From the text on spotting after menopause, reproduce word for word the passage that begins with the words "What should you" and ends with the words "by the doctor.".

# [SELECTED EXTRACT]
****************
4 Causes of Spotting After the Menopause: 6 Things to Resolve This

Menopause is defined as cessation of menstruation after twelve months of amenorrhea. It is a stage where the natural capacity of reproduction in a woman comes to an end. Usually menopause sets in anywhere between 45 to 55 years in a woman. However, in some woman it may be few years early or late. Spotting after menopause or bleeding after menopause is not normal. The cause may be minor due to change in vagina, cervix or uterine lining or it can be more serious such as endometrial cancer. When detected early most causes of postmenopausal bleeding including endometrial carcinoma can be treated successfully.

Causes of Spotting After Menopause:

For many women menopause is a welcome relief from menses. But often when a woman experiences spotting or bleeding after menopause she gets confused and stressed. However, most of the underlying causes for postmenopausal bleeding are not concerning. But if the bleeding is frequent, it needs to be investigated as it may be a symptom of serious health problem such as endometrial or cervical malignancy. In majority of cases the cause of spotting after menopause is not found. But if the cause is malignancy, it can be detected with various investigative studies.

Here are some important reasons for postmenopausal spotting:

  • After menopause the estrogen level in the body drops. Estrogen is an important female hormone that regulates menses along with various other functions. Low level of estrogen after menopause thins out the lining of wall of vagina, uterus and cervix. In medical terminology this is referred as vaginal atrophy. Because of thinning, the wall lining become fragile and gets easily injured. It can cause sexual discomfort. Sometime spotting in such case occurs after intercourse.
  • Spotting can also occur due to polyps in uterus or on cervix. Polyps are small tiny non malignant growths. Usually they shrivel after menopause. However, if present and produce bleeding they must be removed as there is risk of malignancy.
  • Some women may have thickened endometrium due to hormone replacement therapy or due to overweight. Endometrial hyperplasia as it is known can also produce postmenopausal bleeding.
  • Cancer of cervix or uterus can also give rise of postmenopausal bleeding.

What should you do for spotting after menopause?

  1. Spotting after menopause is not normal finding. The incidence of spotting or bleeding after menopause in general population can be at least 10% after menopause. Of them at least one percent is caused due to abnormality of endometrium, whether the cause is benign or malignant. Hence it is important to consult your doctor to rule out endometrial cancer if you experience bleeding anytime after menopause.
  2. The treatment of postmenopausal spotting may depend on the underlying cause. The health practitioner may physically examine vaginal area and the uterus for any abnormalities. He may examine the area with speculum and also remove tiny tissue sample for PAP smear to rule out cervical cancer. Sonography of pelvis is also recommended by the doctor.
****************
# [DATA EXCERPTS]
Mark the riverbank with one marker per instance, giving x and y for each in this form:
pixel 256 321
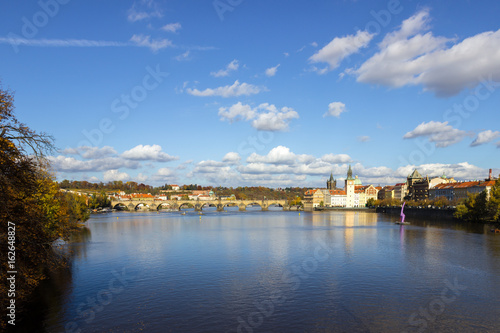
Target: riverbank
pixel 344 209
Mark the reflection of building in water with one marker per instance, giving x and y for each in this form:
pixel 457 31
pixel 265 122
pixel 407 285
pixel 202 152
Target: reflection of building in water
pixel 349 223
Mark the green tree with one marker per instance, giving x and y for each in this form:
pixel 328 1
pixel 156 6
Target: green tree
pixel 493 206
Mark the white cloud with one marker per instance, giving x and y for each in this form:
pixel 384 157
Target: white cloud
pixel 236 89
pixel 232 158
pixel 112 175
pixel 90 152
pixel 231 67
pixel 71 164
pixel 279 155
pixel 237 112
pixel 172 27
pixel 265 117
pixel 442 134
pixel 336 158
pixel 412 56
pixel 272 71
pixel 461 171
pixel 153 44
pixel 144 9
pixel 340 48
pixel 485 137
pixel 148 153
pixel 335 109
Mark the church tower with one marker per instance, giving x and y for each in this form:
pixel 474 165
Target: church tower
pixel 331 184
pixel 349 188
****************
# [ANSWER TO THIS TASK]
What should you do for spotting after menopause?

  1. Spotting after menopause is not normal finding. The incidence of spotting or bleeding after menopause in general population can be at least 10% after menopause. Of them at least one percent is caused due to abnormality of endometrium, whether the cause is benign or malignant. Hence it is important to consult your doctor to rule out endometrial cancer if you experience bleeding anytime after menopause.
  2. The treatment of postmenopausal spotting may depend on the underlying cause. The health practitioner may physically examine vaginal area and the uterus for any abnormalities. He may examine the area with speculum and also remove tiny tissue sample for PAP smear to rule out cervical cancer. Sonography of pelvis is also recommended by the doctor.